About the author:
Bringing an iconic sports hero like Mickey Mantle to life could be an intimidating job for an actor, but Bill Dawes is prepared to step up to the plate. In fact, Dawes already knows a thing or two about embodying professional athletes onstage. In 2010, he portrayed football player Paul Hornung in Eric Simonson's Lombardi, about the legendary Green Bay Packers coach. Previously, Dawes made his Broadway debut opposite Sigourney Weaver in Sex and Longing and has shown his versatility on screen in I Hope They Serve Beer in Hell and on Criminal Minds, Sex and the City and Oz. He returns to Broadway with Simonson’s Bronx Bombers, about the legacy of the New York Yankees. For Broadway.com, Dawes writes about the challenges of bringing the baseball legend to life, how he prepares to play real people (lots of mimosas!) and which Mantle motto he lives by.
The question I get asked most about playing Mickey Mantle in Bronx Bombers is usually some variation of the following: "Since thousands of hardcore and lifelong Mantle fans are going to see the show, don't you feel a ton of pressure not to suck?" Although I guess it makes sense, I don't think that really has much to do with me or being an actor. Any role you play, you just want to find the integrity of the role and bring as much truth to it as possible, regardless of the person being a celebrated historical figure or not.

(Collection entries)
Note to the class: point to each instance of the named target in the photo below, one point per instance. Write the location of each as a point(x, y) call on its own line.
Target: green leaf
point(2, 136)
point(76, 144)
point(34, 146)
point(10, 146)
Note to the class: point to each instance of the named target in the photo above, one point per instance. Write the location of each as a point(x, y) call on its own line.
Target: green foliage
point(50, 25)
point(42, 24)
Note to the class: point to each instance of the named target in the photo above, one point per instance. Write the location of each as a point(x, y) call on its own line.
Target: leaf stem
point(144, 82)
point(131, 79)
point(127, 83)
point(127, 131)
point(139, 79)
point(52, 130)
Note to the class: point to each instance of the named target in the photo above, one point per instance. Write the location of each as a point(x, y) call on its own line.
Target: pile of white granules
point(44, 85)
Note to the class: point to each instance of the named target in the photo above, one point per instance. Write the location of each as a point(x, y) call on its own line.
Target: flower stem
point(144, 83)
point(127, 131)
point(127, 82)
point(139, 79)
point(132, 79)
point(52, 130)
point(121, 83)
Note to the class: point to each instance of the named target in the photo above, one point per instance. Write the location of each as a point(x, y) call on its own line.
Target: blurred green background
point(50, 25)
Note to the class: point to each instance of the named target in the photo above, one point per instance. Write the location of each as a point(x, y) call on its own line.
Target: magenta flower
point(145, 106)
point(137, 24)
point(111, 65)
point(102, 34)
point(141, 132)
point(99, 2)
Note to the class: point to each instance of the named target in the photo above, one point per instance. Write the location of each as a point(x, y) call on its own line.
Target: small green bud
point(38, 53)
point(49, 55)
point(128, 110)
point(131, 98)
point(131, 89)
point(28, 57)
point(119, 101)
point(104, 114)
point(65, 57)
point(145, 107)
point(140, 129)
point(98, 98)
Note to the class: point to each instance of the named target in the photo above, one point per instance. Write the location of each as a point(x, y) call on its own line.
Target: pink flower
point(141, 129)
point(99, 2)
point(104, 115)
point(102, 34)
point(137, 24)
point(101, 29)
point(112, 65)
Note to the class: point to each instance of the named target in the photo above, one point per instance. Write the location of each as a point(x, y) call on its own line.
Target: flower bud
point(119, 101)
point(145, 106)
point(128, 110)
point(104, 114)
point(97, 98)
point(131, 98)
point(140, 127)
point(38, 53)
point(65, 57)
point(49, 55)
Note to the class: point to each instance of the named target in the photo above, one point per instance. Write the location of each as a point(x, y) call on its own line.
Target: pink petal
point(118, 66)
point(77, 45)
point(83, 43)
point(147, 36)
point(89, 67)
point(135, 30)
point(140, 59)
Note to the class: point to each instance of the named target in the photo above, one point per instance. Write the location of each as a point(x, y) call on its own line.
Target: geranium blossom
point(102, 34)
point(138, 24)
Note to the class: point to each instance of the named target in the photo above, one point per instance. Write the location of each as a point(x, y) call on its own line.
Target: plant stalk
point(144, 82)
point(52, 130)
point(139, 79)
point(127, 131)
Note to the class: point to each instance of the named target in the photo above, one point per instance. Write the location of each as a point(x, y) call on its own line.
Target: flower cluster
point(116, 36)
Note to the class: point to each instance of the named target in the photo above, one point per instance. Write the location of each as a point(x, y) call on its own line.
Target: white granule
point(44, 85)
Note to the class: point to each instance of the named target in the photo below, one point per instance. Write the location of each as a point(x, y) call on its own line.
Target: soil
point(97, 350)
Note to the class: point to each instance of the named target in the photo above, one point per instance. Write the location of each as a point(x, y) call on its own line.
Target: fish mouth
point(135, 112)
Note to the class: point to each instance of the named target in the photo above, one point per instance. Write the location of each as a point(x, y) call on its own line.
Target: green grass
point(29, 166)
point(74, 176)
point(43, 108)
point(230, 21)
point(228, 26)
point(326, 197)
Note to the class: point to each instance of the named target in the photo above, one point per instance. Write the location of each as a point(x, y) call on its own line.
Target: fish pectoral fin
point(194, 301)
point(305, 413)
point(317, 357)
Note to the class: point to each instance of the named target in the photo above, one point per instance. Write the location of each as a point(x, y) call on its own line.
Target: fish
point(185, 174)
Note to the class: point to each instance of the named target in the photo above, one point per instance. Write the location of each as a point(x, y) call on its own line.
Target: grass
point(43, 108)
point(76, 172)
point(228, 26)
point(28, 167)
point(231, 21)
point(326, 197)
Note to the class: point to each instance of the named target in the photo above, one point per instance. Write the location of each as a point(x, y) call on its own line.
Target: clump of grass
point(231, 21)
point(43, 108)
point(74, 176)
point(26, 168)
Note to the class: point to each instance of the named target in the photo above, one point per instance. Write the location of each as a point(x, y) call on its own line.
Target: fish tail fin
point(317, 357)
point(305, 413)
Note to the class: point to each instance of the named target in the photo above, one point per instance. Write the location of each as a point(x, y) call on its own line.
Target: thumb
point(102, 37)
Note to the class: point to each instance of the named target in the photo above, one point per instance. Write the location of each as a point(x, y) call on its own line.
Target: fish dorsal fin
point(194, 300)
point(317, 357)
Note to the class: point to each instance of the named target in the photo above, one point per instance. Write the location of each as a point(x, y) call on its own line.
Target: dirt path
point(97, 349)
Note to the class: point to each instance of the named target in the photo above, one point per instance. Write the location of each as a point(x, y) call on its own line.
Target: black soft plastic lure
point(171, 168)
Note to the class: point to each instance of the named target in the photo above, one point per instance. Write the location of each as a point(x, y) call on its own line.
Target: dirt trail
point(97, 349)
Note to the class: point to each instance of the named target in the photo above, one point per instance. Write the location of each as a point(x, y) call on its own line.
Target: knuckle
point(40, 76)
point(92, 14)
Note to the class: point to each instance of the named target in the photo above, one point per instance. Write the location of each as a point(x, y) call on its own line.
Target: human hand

▶ _TASK GOAL_
Continue the essay about playing Mickey Mantle in Bronx Bombers, picking up after its final sentence.

▶ _RESPONSE FOR THIS EXERCISE_
When I played Paul Hornung in Lombardi, I was lucky enough to meet him. I actually drove down to Louisville, Kentucky, and we met up for brunch. We drank too many mimosas and he regaled me with story upon story of himself and Vince Lombardi. He took me on the tour of the town and his office, where he presented me with several signed books and photographs. All of this made it was easy to keep alive the memory of the mischievous and fun-loving Paul I had met only weeks earlier. Paul, 73 at the time, seemed happy with his life and his notoriety. His regrets, if he had any, seemed like they had been dealt with.
Mickey Mantle is different, and undoubtedly, a much more complex role. Bronx Bombers is a play about memory and legacy, and Mickey lived his post-Yankees years with an abundance of regrets, which were only exacerbated by his alcoholism. Furthermore, the stories about Mickey I heard, for the most part, didn't come from Mickey. Most are second-hand and anecdotal, and often time, apocryphal. When Mickey spoke on camera about the more troublesome parts of his life and behavior, he could only offer terse apologies and blinked-back tears, as he did in his oft-viewed interview with Bob Costas. Even the covered and measured voice Mickey used in commercials and interviews during the '50s and '60s (famously mimicked by Billy Crystal) didn't seem to remotely encapsulate the wild and hedonistic side I read about in books like the salacious 7 and The Last Boy.
So finding Mickey, the lost soul and tortured manchild we touch upon in the play, becomes an exercise in imagination, like it would with a portrayal of a fictional character. That being said, hatred is bred from ignorance, and the reverse is true. After reading a half-dozen books on Mickey and really understanding the nature and genesis of his pain and self-loathing, I found myself really empathizing and loving the guy.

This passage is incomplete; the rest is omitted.